Data rows:
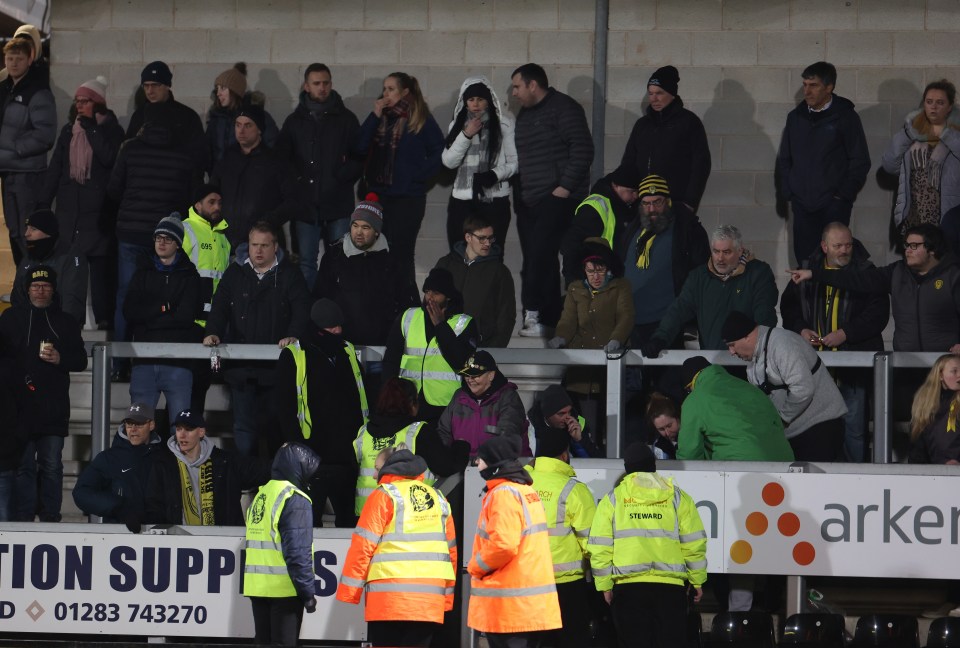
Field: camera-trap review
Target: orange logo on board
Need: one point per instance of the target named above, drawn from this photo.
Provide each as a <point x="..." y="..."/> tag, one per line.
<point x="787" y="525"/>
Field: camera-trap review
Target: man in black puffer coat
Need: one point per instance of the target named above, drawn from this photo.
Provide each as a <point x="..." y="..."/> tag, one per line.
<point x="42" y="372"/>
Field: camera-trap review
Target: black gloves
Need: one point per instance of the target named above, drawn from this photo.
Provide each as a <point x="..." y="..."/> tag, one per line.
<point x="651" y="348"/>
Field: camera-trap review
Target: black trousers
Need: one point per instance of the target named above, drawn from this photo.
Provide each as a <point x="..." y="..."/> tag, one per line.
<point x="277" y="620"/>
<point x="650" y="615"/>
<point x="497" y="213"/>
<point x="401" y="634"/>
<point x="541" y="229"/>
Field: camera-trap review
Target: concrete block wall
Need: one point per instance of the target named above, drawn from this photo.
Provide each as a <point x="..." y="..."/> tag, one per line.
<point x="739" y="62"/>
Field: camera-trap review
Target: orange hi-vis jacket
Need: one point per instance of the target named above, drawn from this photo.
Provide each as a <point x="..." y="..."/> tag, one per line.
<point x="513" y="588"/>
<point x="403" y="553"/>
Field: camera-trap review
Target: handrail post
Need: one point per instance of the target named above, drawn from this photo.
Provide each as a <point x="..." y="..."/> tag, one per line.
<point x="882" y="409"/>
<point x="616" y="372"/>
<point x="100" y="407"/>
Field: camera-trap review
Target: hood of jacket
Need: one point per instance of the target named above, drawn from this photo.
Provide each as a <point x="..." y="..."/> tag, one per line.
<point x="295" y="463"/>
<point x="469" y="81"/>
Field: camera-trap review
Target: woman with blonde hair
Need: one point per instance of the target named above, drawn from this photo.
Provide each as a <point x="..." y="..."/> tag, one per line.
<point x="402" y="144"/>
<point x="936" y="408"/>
---
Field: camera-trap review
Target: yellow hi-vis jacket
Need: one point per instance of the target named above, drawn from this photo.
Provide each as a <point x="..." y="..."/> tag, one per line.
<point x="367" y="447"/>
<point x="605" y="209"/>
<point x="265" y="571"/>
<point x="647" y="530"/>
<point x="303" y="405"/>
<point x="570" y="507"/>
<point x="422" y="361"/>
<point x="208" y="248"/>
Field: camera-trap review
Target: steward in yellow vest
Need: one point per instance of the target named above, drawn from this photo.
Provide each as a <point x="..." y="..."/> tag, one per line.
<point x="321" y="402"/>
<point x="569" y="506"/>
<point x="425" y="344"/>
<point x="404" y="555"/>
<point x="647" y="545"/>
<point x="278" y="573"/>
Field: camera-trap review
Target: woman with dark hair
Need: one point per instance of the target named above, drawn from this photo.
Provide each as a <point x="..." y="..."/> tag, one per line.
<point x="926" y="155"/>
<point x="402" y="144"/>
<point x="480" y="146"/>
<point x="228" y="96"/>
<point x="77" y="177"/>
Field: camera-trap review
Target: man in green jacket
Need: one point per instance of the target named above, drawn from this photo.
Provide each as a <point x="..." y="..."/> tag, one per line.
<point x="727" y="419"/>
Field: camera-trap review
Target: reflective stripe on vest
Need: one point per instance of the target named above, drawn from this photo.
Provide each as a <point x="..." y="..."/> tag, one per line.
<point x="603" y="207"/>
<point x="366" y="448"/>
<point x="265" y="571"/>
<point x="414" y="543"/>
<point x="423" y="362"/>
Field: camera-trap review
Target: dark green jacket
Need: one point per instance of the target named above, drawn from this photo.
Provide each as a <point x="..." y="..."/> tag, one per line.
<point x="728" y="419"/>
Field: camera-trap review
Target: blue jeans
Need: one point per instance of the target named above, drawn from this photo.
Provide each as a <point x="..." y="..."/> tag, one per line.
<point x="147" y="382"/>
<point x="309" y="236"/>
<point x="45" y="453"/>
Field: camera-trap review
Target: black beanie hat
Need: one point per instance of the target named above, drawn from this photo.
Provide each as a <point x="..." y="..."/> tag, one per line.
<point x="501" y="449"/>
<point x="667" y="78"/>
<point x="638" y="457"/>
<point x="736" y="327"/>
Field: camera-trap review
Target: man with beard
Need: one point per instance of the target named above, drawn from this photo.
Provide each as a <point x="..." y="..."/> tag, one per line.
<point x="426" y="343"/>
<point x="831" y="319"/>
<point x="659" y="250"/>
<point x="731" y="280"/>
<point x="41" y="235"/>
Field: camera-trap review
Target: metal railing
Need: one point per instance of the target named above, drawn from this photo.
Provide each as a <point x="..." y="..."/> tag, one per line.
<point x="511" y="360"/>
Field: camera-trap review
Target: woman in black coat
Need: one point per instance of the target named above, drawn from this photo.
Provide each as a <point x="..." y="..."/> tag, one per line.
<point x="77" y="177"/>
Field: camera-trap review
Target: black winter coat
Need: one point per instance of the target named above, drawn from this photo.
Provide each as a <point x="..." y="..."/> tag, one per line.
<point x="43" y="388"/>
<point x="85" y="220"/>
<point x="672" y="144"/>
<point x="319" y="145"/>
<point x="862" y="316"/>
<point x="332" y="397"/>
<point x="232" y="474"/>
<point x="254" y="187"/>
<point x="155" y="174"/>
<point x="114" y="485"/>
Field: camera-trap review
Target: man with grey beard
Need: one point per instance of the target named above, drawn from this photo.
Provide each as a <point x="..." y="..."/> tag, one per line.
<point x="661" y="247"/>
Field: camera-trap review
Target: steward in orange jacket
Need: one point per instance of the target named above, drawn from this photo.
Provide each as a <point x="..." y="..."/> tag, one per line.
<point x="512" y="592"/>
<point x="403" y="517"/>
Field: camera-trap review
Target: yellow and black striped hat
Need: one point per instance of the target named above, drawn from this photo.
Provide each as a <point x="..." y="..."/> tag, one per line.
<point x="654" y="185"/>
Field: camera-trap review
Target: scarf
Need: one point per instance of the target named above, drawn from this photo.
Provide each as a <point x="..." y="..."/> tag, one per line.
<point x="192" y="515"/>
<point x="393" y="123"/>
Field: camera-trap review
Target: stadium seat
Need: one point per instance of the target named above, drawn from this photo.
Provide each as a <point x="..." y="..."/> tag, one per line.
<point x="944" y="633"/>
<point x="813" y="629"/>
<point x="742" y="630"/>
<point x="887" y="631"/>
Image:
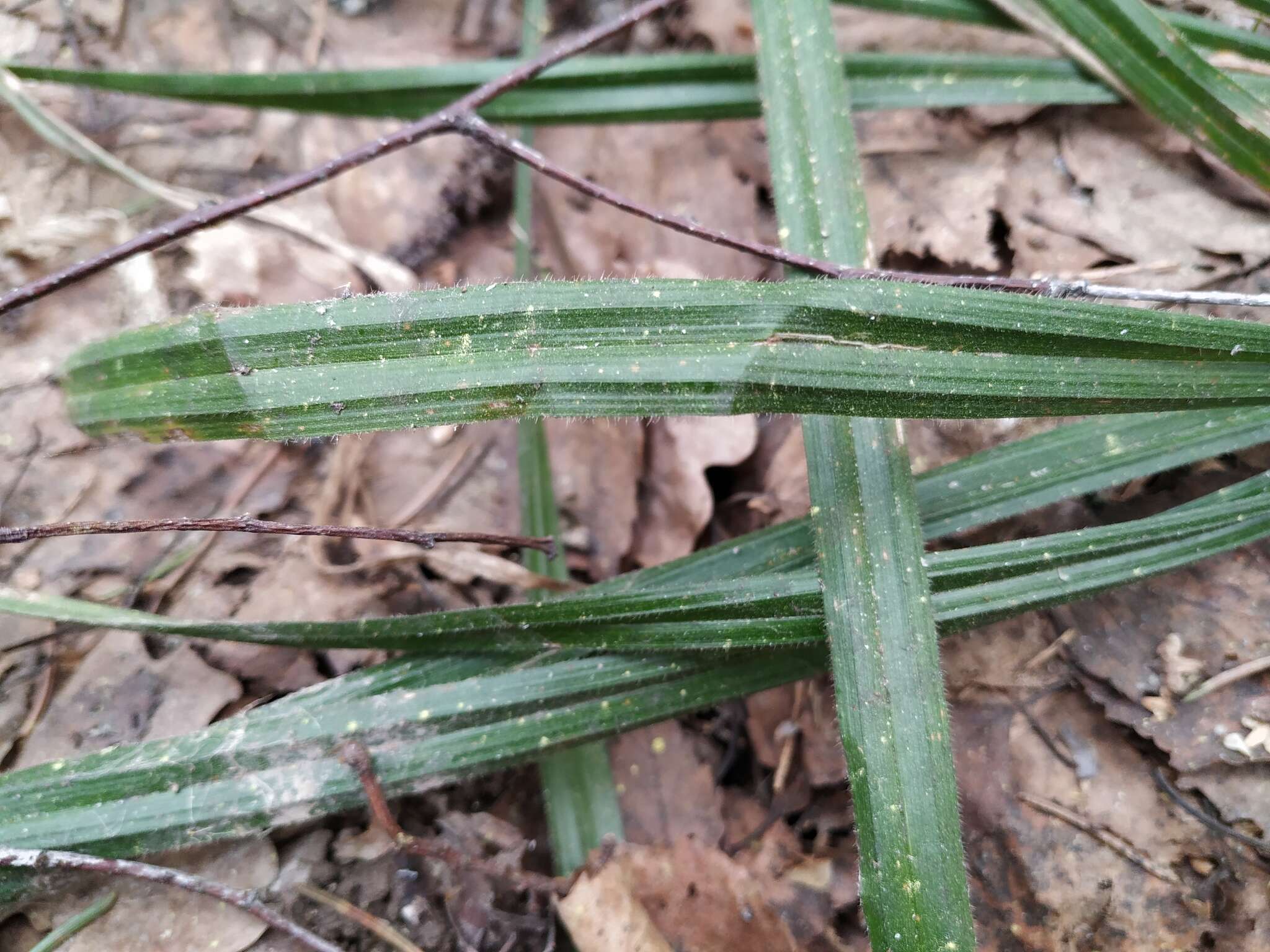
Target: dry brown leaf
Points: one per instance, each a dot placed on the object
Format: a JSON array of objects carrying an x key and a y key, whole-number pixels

Task details: Select every line of the data above that contains the word "beard", and copy each such line unchanged.

Output of the exercise:
Target: man with beard
Target: man with grey beard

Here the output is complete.